(DOCUMENT TEXT)

We’re fortunate to have a doc in the community this week and he comes in to see the patient. What we need is an ultrasound, but Shelley shows me our machine, which is the size of a dresser and looks like an 80s IBM computer. Maybe a dinosaur would know how to operate it. We try to get an xray to see any major blood pooling, but the machine, on this of all nights, refuses to work.

My phone rings again. “I think my mom’s having a stroke or a seizure…I’m not sure which.”
“Has this happened before?”
“Yes, she had a mini stroke a few years back.”
I don’t even bother asking more questions. “Bring her in,” I say. Come one, come all, I sigh inwardly. It seems that even out here, I’ve found my way back to the ER. We have no choice but to call in a third nurse, my poor preceptor, who had just settled into bed.

Both patients need to be medevaced out, we soon decide. But of course, it’s hours before they can even give us an ETA of when the plane will land. So we stabilize, wait, and hope for the best.

Soon, we send Claire and the doctor home. After that, I send Shelley home too. I don’t think she wants to leave me with two potentially critical patients, but she was on-call the previous night and looks like she’s about to fall over sideways. The patients are finally settled and resting, and I keep walking between their rooms to check up on them.

(End DOCUMENT TEXT)

▶ **REQUIRED WORK**: Write the next part of the night-shift account, starting right after its final sentence. The rows after this point are separate material with no connection to the night-shift account.

(DATASET ENTRIES)

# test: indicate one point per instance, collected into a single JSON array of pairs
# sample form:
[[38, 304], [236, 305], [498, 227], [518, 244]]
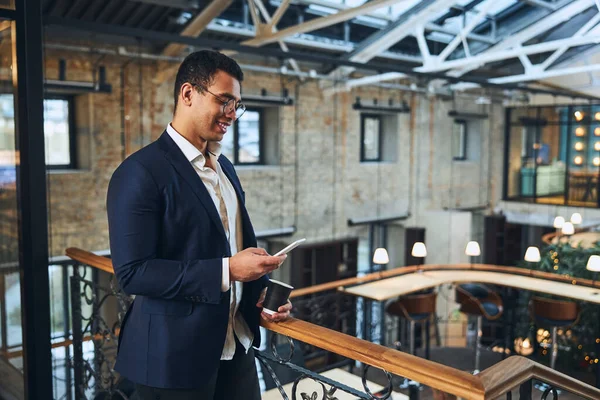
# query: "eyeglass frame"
[[225, 102]]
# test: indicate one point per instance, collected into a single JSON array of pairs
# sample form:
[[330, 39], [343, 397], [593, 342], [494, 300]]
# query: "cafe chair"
[[554, 314], [481, 302], [415, 308]]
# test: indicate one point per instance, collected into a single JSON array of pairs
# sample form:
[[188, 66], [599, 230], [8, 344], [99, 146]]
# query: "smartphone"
[[289, 247]]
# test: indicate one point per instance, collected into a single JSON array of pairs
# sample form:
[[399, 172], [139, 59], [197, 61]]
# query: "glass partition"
[[553, 155]]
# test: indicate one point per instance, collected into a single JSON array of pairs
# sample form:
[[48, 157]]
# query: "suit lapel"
[[184, 168]]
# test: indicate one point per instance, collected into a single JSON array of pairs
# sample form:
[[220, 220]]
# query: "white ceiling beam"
[[485, 57], [558, 17], [559, 52], [541, 4], [422, 42], [379, 42], [545, 74], [366, 80], [466, 30], [279, 13], [282, 45], [198, 24], [319, 23], [314, 44]]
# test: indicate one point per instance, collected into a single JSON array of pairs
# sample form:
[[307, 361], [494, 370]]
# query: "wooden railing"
[[489, 384]]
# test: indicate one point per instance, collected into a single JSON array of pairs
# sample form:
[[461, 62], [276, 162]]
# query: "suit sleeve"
[[135, 210]]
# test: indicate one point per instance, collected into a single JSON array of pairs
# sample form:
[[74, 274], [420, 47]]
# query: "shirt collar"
[[189, 150]]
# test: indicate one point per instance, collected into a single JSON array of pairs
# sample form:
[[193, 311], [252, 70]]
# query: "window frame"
[[464, 137], [363, 117], [261, 136], [70, 99]]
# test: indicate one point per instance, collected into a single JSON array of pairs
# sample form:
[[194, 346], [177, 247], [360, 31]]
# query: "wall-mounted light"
[[568, 228], [473, 249], [559, 222], [380, 108], [532, 254], [576, 218], [419, 250], [463, 115], [265, 99], [381, 256]]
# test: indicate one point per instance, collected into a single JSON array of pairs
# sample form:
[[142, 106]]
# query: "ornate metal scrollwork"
[[548, 391], [388, 391]]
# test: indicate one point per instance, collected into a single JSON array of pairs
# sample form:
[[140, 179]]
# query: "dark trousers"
[[235, 379]]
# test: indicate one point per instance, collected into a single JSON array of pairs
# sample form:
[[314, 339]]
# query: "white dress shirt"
[[219, 188]]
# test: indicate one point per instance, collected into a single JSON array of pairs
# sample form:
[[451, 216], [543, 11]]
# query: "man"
[[182, 242]]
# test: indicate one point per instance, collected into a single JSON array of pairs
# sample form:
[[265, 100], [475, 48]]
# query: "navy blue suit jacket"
[[167, 244]]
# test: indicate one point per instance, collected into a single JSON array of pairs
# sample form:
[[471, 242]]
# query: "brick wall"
[[319, 182]]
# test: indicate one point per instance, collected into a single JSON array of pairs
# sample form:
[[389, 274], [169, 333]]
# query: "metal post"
[[412, 337], [554, 347], [3, 314], [78, 368], [478, 343], [27, 70], [427, 339], [598, 352], [526, 390], [67, 329]]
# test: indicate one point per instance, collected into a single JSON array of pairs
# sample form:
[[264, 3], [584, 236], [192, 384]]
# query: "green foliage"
[[579, 349]]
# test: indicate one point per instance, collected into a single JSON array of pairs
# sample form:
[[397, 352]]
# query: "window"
[[245, 145], [370, 137], [459, 140], [59, 132]]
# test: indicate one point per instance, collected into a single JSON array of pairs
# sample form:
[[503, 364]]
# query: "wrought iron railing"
[[93, 372]]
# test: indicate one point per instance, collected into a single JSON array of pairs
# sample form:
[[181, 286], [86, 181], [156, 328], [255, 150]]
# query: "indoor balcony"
[[340, 332]]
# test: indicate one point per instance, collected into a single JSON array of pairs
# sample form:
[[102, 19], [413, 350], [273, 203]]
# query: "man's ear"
[[186, 93]]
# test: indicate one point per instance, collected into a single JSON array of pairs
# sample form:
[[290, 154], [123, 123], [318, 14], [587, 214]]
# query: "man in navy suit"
[[181, 241]]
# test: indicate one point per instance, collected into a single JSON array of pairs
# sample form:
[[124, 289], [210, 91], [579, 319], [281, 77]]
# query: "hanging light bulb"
[[419, 250], [380, 256], [568, 228], [473, 249], [532, 254], [593, 264], [559, 222]]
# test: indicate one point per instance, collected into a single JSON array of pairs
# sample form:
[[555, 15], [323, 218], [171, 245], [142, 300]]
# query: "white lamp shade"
[[593, 264], [380, 256], [568, 228], [472, 249], [532, 254], [559, 222], [419, 250]]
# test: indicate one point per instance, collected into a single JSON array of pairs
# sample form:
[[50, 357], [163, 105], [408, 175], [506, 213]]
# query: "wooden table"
[[308, 385], [400, 285]]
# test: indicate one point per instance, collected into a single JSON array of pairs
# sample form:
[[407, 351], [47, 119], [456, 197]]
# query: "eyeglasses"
[[229, 105]]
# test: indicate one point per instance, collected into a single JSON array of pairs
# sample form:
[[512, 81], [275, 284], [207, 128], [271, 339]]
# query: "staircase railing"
[[515, 373]]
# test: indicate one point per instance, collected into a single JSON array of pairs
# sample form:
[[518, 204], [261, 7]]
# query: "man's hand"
[[282, 313], [252, 263]]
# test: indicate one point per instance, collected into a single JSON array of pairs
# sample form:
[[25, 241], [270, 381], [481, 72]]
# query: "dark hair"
[[199, 69]]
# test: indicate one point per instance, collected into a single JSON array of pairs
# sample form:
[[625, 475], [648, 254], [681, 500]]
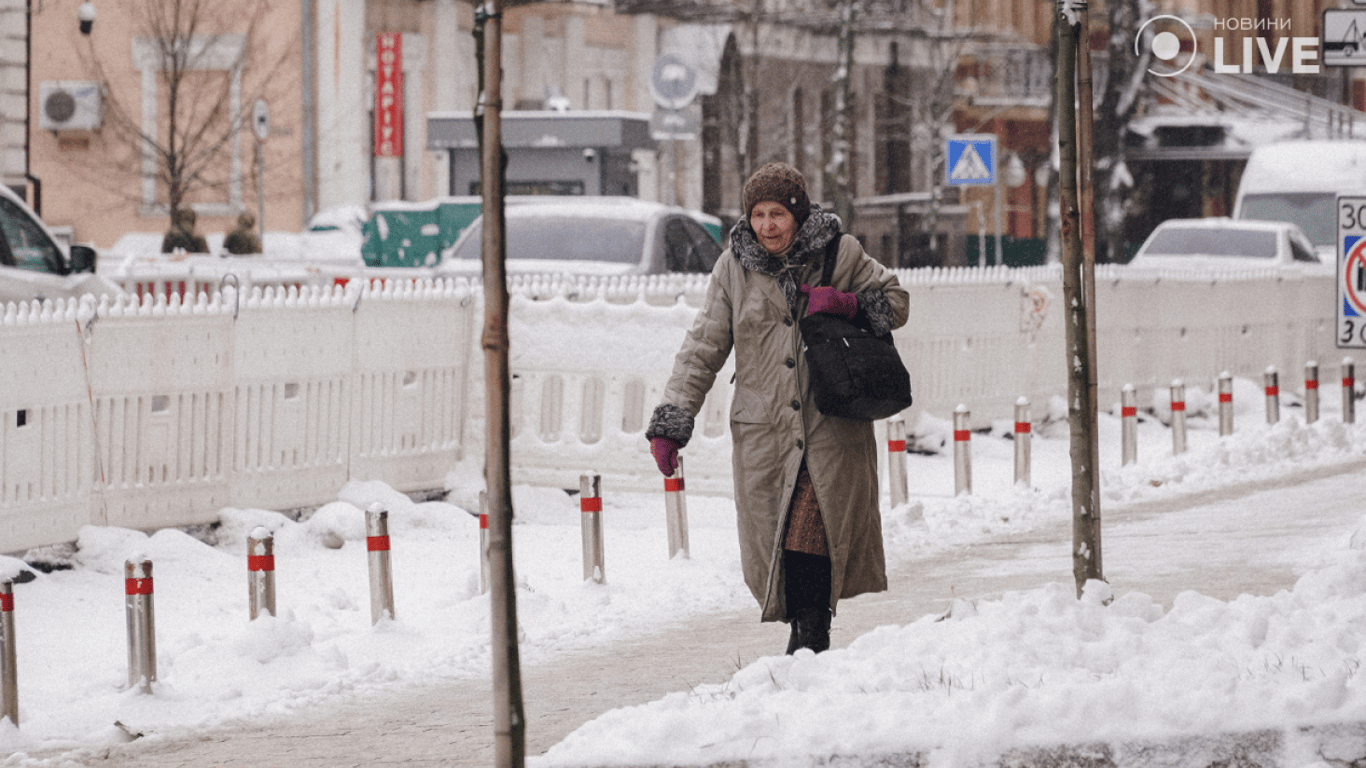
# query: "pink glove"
[[829, 301], [665, 454]]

(End DATASET ENTRIES)

▶ **ANSWER TO THIS PROBLEM**:
The possible stroke patient needs to pee. I get her into a wheelchair with the help of her daughter. Her one leg is dead weight, but we manage slowly. Almost as soon as I’m done, I see the other patient’s mother poking her head out down the hall. He needs to pee too.

We get him up with some difficulty, as he holds his side and yelps in pain. I put a bucket in the toilet to measure the amount and get a sample. When he’s done, I blink twice to make sure I’m seeing correctly. He’s peed out a litre of bright red bloody urine. My heart drops into my stomach. I get him back into bed and recheck his blood pressure – thankfully still stable. I notice a ring of bruising forming around his eye, but still nothing on his abdomen or back. I check his hemoglobin. It’s dropped from 129 to 102. I don’t know where he’s bleeding from, but I know we are slowly running out of time.

The medevac team calls to say they’ll arrive at 3:15AM and are thankfully on time. But the team is made of only one nurse who will be taking both patients at once, and I pray that they’ll stay stable for her. It takes until 4:30AM before both patients are packed up and ready to go. I’m finally seeing the light at the end of this 20 hour tunnel. I’m in the midst of offering to go to the airport to help them transfer up the stairs when my phone rings again.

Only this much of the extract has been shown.